[Exercise input start]

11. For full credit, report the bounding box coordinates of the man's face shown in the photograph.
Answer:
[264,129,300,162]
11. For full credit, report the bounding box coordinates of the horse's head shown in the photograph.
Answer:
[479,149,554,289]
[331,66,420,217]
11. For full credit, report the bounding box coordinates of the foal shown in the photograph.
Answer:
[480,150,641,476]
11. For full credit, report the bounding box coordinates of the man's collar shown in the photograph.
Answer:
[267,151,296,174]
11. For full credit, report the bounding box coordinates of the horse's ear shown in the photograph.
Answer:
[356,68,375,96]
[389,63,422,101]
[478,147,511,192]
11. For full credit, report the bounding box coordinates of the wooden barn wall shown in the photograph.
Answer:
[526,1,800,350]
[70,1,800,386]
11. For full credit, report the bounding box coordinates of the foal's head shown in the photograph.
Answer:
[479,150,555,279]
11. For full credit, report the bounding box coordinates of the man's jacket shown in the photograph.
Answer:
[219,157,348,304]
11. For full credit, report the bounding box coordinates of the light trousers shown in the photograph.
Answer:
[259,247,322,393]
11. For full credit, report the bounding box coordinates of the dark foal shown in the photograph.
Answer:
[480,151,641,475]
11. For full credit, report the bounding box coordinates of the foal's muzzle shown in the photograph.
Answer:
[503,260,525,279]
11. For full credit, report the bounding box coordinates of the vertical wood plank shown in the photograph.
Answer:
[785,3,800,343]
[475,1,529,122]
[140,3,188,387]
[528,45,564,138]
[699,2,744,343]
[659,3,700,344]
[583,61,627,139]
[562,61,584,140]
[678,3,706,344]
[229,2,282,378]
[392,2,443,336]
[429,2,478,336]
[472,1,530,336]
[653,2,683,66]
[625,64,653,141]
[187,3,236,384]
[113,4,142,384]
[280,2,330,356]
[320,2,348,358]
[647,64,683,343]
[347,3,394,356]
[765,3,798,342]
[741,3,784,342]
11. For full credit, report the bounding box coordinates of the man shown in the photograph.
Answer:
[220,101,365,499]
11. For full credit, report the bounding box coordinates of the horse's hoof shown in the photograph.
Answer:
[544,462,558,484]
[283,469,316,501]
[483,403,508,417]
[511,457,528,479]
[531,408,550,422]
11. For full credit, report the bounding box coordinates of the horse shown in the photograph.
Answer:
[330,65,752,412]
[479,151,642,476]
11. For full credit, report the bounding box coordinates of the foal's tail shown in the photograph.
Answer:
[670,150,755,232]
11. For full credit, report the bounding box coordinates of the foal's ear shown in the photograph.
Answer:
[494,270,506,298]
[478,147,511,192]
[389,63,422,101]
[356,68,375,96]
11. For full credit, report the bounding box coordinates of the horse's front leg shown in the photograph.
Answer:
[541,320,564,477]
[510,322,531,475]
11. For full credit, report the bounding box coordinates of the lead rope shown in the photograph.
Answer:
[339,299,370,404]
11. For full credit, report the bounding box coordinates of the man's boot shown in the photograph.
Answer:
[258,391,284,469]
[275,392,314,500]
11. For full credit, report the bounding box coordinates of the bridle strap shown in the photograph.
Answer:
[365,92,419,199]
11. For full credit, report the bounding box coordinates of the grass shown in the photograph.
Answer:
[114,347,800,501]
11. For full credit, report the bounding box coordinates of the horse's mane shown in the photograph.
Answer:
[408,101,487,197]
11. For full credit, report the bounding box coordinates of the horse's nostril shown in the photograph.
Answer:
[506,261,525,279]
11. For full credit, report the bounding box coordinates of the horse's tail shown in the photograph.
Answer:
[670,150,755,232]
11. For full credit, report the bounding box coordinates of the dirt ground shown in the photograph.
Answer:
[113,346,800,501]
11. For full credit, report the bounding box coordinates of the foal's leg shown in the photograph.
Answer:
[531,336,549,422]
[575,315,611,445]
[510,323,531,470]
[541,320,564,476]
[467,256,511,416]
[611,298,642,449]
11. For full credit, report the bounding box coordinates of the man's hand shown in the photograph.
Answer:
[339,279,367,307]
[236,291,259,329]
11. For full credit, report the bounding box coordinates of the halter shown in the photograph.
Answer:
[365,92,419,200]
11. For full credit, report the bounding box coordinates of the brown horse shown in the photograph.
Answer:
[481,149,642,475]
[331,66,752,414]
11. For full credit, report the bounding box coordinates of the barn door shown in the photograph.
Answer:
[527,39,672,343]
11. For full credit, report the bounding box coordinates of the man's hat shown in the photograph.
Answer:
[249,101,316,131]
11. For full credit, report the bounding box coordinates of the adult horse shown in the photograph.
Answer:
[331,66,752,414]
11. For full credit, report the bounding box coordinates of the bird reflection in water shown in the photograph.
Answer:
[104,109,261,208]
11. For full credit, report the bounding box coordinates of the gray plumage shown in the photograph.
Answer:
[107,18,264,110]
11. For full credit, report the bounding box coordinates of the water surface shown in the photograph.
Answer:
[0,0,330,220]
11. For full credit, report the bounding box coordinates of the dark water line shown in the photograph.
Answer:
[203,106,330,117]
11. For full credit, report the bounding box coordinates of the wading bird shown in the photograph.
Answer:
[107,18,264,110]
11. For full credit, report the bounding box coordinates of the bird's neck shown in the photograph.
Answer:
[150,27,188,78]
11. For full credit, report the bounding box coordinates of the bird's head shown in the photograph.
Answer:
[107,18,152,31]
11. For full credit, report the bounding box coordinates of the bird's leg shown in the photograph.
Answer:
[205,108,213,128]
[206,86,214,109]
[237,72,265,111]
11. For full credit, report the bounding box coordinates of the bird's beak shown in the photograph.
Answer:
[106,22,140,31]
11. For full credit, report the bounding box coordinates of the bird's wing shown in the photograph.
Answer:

[Exercise input end]

Rewrite all of the data above, changing every "photograph" to "image" and keeping everything else unchanged.

11. For full credit, report the bounding box coordinates of the man's face shown in the image.
Answer:
[264,129,300,162]
11. For full credit, report the bounding box coordinates of the horse's head shown in the image.
Answer:
[479,149,554,289]
[331,66,420,217]
11. For full credit, report the bounding box coordinates of the foal shown in the image.
Answer:
[480,150,641,476]
11. For full credit, report the bounding box coordinates of the man's collar shown in the image.
Answer:
[267,151,296,174]
11. For full credit, report the bounding box coordinates of the horse's ear shown in the image.
Answer:
[356,68,375,96]
[389,63,422,101]
[478,147,511,192]
11. For full credit, report the bounding box coordinates of the wooden barn wall shown in the image.
Answer:
[526,1,800,350]
[70,1,800,386]
11. For full credit, report the bounding box coordinates of the foal's head shown in the image.
Answer:
[479,150,555,279]
11. For full credit, report the bounding box coordinates of the man's jacket shown in the image.
Answer:
[219,157,348,304]
11. For full credit, report the bounding box coordinates of the light trousers shown in the image.
Answer:
[259,247,322,393]
11. For full credit, report the bounding box coordinates of the dark foal shown in the image.
Answer:
[480,151,641,475]
11. For full credit, report the bounding box coordinates of the foal's muzzle shown in the image.
Answer:
[503,260,525,279]
11. For full credit, report the bounding box coordinates of the vertical wood plank shown in the image.
Answer:
[785,3,800,343]
[475,1,529,122]
[140,3,188,387]
[528,45,564,138]
[699,2,744,343]
[659,3,700,344]
[583,61,627,139]
[562,61,584,140]
[678,3,706,344]
[229,2,282,378]
[392,2,443,336]
[429,2,478,336]
[472,1,530,336]
[653,2,683,66]
[625,64,653,141]
[187,3,236,384]
[113,4,142,384]
[280,2,330,356]
[320,2,348,358]
[647,64,683,343]
[347,3,394,356]
[765,3,798,342]
[741,3,784,342]
11. For full credit, report the bounding box coordinates of the man shown in the image.
Answer:
[220,101,365,499]
11. For full credit, report the bounding box coordinates of the horse's hoof shown in the image.
Answer:
[544,462,558,484]
[283,469,316,501]
[483,403,508,417]
[511,457,528,479]
[531,408,550,422]
11. For full credit, report the bounding box coordinates of the horse shown in the image.
Answer:
[330,65,752,412]
[479,151,642,476]
11. For full credit, report the bounding box coordinates of the foal's tail shown in the image.
Answer:
[670,150,755,232]
11. For full credit, report the bounding box coordinates of the foal's ear shown in the image.
Answer:
[494,270,506,298]
[478,147,511,192]
[389,63,422,101]
[356,68,375,96]
11. For full credit, report the bounding box coordinates of the horse's front leg shown in the image.
Answer:
[541,320,564,477]
[510,322,531,475]
11. For full credit, report the bounding box coordinates of the lead rope shown in the image.
Answer:
[339,299,370,404]
11. For full credit, report the bounding box coordinates of the man's boot shown in the image.
Answer:
[258,391,284,469]
[275,392,314,500]
11. For full credit, report the bounding box coordinates of the bridle strap shown in the image.
Answer:
[365,92,419,199]
11. For full credit, report the bounding box coordinates of the grass shown in the image.
Answer:
[114,347,800,501]
11. For full credit, report the bounding box coordinates of the horse's mane shown in the image.
Answer:
[408,101,487,197]
11. For full credit, report the bounding box coordinates of the horse's nostril shown in the image.
Answer:
[506,261,525,279]
11. For full credit, report the bounding box coordinates of the horse's tail shown in the image.
Answer:
[670,150,755,232]
11. For full credit, report the bounding box coordinates of the dirt ground shown in the image.
Answer:
[113,346,800,501]
11. For full credit, report the bounding box coordinates of the foal's leg shown in the image.
Answer:
[531,336,549,422]
[575,315,611,445]
[510,323,531,470]
[541,320,564,476]
[467,256,511,416]
[611,298,642,449]
11. For full credit, report the bounding box coordinates of the man's hand shown in the image.
Answer:
[339,279,367,307]
[236,291,259,329]
11. For full credit, report the bounding box coordinates of the halter shown in the image.
Answer:
[365,92,419,200]
11. For full credit, report the bounding box coordinates of the brown horse shown in the image.
Answer:
[481,149,642,475]
[331,66,752,414]
11. For full credit, report the bounding box coordinates of the barn door shown in the image.
Answer:
[527,39,672,343]
11. For full credit, report the bounding box coordinates of the man's hat shown in the image.
Answer:
[249,101,316,131]
11. For full credit, report the bounding box coordinates of the adult horse shown in the image.
Answer:
[331,66,752,414]
11. For full credit, report the bounding box coordinates of the bird reflection in water shown in the image.
Answer:
[104,109,261,208]
11. For full credit, report the bounding box coordinates of the gray plumage shown in the image.
Answer:
[107,18,264,110]
11. For full credit, report the bounding box coordinates of the water surface shown in the image.
Answer:
[0,0,330,220]
11. For full credit, report the bounding box coordinates of the dark water line shown in the image.
Answer:
[203,106,330,117]
11. For full credit, report the bounding box coordinates of the wading bird shown in the image.
Answer:
[107,18,264,110]
11. For full credit, report the bounding box coordinates of the bird's neck shown in the image.
Answer:
[150,27,188,78]
11. For full credit, report the bounding box coordinates of the bird's head shown in the image.
Answer:
[107,18,152,31]
11. For full credit, report the bounding box coordinates of the bird's leg shown in the image.
Answer:
[205,108,213,128]
[206,86,214,109]
[237,72,265,111]
11. For full credit, report the bounding box coordinates of the bird's beak shown in the image.
Answer:
[106,22,140,31]
11. For full credit, report the bounding box coordinates of the bird's wing shown in the image.
Answer:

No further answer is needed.